* _What you need to do_:
Give the rows from the line containing "Highlight the clear" through the line containing "[172,405,194,436]", both included, as a numbered list with blank lines left out.

(Detection examples)
** start **

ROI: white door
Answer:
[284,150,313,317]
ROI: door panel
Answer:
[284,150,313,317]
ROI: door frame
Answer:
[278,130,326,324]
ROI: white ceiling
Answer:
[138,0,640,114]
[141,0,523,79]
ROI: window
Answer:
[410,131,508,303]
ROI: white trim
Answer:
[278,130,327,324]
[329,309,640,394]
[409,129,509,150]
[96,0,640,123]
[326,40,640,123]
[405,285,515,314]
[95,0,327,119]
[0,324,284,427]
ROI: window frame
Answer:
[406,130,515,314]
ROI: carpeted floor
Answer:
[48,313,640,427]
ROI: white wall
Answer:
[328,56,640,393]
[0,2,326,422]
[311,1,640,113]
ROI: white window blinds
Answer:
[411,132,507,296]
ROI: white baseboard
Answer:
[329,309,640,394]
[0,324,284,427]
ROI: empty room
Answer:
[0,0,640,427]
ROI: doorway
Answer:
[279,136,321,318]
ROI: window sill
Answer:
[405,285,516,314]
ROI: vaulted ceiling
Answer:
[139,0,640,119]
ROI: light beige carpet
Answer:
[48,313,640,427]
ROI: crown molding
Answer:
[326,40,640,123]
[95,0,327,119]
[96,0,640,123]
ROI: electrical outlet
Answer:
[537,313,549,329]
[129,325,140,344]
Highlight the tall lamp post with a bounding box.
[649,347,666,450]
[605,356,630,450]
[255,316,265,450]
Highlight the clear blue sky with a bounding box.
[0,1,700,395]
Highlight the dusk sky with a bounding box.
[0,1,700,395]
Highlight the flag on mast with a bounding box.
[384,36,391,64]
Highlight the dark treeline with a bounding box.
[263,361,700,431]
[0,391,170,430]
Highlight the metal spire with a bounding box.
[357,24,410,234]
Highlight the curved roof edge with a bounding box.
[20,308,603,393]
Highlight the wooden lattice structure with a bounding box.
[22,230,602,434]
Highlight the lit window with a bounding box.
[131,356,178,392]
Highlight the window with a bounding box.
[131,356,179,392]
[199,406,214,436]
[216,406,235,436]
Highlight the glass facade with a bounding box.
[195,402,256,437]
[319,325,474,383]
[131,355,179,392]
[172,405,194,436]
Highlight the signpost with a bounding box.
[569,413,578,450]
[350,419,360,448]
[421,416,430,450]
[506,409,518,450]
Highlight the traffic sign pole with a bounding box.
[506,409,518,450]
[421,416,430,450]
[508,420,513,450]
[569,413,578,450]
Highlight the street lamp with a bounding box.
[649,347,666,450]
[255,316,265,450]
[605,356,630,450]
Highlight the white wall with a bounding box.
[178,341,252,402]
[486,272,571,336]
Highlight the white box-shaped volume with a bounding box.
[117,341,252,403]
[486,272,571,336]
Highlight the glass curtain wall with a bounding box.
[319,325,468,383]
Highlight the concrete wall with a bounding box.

** end **

* _Finished answer_:
1. Highlight the clear blue sky with a bounding box.
2. [0,1,700,395]
3. Highlight the dusk sky with a bounding box.
4. [0,1,700,395]
5. Highlight the flag on mast with a bounding box.
6. [384,36,391,64]
7. Highlight the dark treeline with a bounding box.
8. [263,361,700,431]
9. [0,391,170,430]
10. Highlight the metal spire with a bounding box.
11. [357,24,410,234]
12. Highlight the curved roof edge with a bounding box.
13. [20,308,603,393]
14. Highlight the wooden lattice structure with a bounding box.
15. [22,230,602,434]
16. Highlight the lit window with a bounding box.
17. [131,356,178,392]
18. Highlight the window with a bounding box.
19. [131,356,179,392]
20. [199,406,214,436]
21. [216,406,235,436]
22. Highlight the glass facade with a bounding box.
23. [195,402,256,437]
24. [319,325,474,383]
25. [131,355,179,392]
26. [172,405,194,436]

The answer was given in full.